__BLOC DE TEXTE__
Film de Ladj Ly (2023)

Acteur, scénariste et réalisateur issu de l'immigration et très engagé, Ladj Ly nous livre ici le second volet de sa trilogie sur la banlieue, film évidemment très attendu après son premier long-métrage, le "coup de poing" multi-primé les Misérables [dont le prix du jury au festival de Cannes 2019 et 4 Césars en 2020 avec celui du meilleur film], sur le thème principal des violences policières.

D'abord intitulé les Indésirables (en clin d'œil aux Misérables), titre qui aurait été très adapté au propos de Bâtiment 5, ce deuxième volet, situé près de 20 ans avant le premier, aborde, toujours avec les mêmes tensions, le sujet du mal logement dans un quartier de banlieue imaginaire de Montvilliers, sur concentré en populations immigrées hélas très peu intégrées, et "parquées" dans d'immenses barres d'immeubles devenues vétustes.

Remplaçant au pied levé le maire légitime, disparu accidentellement dans la destruction d'une tour, prélude à un vaste plan de rénovation du quartier, son adjoint Pierre Forges, ce pédiatre qui fait de la politique avec romantisme selon sa femme, va devoir endosser les projets de son prédécesseur.

Joué par un excellent Alexis Manenti (déjà vu dans les Misérables), épousant parfaitement un rôle ingrat, ce maire improvisé prend ses ordres auprès de son parti politique, dont le bord n'est judicieusement jamais donné, tous les partis ayant failli tour à tour dans leur politique de la ville. Maladroit, pleutre, fourbe, dépourvu de tout charisme, et ne résistant pas aux magouilles pour arriver ses fins, Pierre Forges croit bon appliquer à la lettre et sans discernement les lois de la république.

__CONSIGNES__
1. Recopiez à l'identique toutes les lignes des enregistrements ci-dessous, sans en modifier un seul caractère.
2. Poursuivez la critique de Bâtiment 5 ci-dessus en reprenant juste après sa dernière phrase.

__DONNÉES D'ENTRÉE__
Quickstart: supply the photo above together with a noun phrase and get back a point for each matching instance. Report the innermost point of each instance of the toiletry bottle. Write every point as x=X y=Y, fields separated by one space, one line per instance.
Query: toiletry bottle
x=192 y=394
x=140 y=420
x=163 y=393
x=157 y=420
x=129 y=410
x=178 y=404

__RÉPONSES PAR CONSIGNE__
1.
Quickstart: supply the photo above together with a noun phrase and get back a point for each matching instance. Report the innermost point of each instance of the toiletry bottle. Write every point as x=X y=Y, fields separated by one space, one line per instance.
Query: toiletry bottle
x=192 y=394
x=140 y=420
x=163 y=393
x=157 y=420
x=129 y=410
x=178 y=404

2.
Ce maire illégitime va se heurter à Haby Keita, une habitante du Bâtiment 5 avec sa famille, lumineuse et battante dans ce monde en plein désarroi, et qui va tout faire pour sauver celui-ci de la destruction ! Interprétée par une Anta Diaw admirable dans son rôle et exprimant avec aplomb ses avis et ses sentiments, Haby est très impliquée dans la vie de la commune. Employée à la mairie, s'affichant avant tout comme une Française, elle ne manque pas de ressort pour arriver à ses fins, en toute légalité, surtout lorsqu'elle comprend que le plan de rénovation ne répond pas aux besoins des habitants actuels et n'est qu'un moyen pour les chasser hors de la commune.

Combat inégal, voire illusoire, l'histoire du film n'est pas tant politique qu'avant tout profondément humaine, puissante et poignante. Sous l'impulsion de Haby, les habitants vont se battre avec l'énergie du désespoir, pourtant comment continuer à vivre dans un bâtiment aussi délabré ?

L'ambiance, emprunte d'une sensibilité bouleversante, est parfaitement rendue dès le début du film, non sans une certaine noirceur angoissante, par ce cercueil qui descend cahin-caha les cages d'escalier délabrées du bâtiment et dont les ascenseurs sont en panne depuis des lustres.

Ainsi, un nombre important de protagonistes secondaires jouent admirablement leur personnage attachant en faisant de Bâtiment 5 un film mosaïque très bien mis en scène. A témoin ce père syrien et sa fille qui y débarquent et comprennent vite que ce n'est pas cela la France qu'ils enviaient de rejoindre !

Le scénario est bien orchestré, ne manquant pas de rebondissement et de suspens avec une fin plutôt inattendue, originale et pleine d'émotions, mais d'aucuns la trouveront sans doute irréaliste et presque naïve !

Aux côtés de Pierre Forges et de Haby, deux acteurs principaux interprètent un rôle clé :

- Steve Tientcheu (déjà vu dans les Misérables), jouant avec force et charisme le personnage d'adjoint au maire, ce pilier indispensable issu de l'immigration, mais qui prend un risque considérable à suivre les agissements inconséquents de son nouveau maire;

- Aristote Luyindula, le copain de Haby, prêt à toutes les violences dans le désespoir de son insupportable situation.

Sans doute pas aussi brillant que Les Misérables, Bâtiment 5 est un très bon film à voir, qui ne laisse pas indemne et qui fait se poser cette question : comment en sommes nous arrivés là ?

Même si on sait que c'est une situation vécue parmi tant d'autres, on en sort avec un sentiment de soulagement de ne pas vivre cet enfer, mais aussi portant le poids d'une certaine culpabilité de notre société incapable de résoudre ces problèmes insoutenables du mal logement et de l'intégration des immigrés, loi après loi !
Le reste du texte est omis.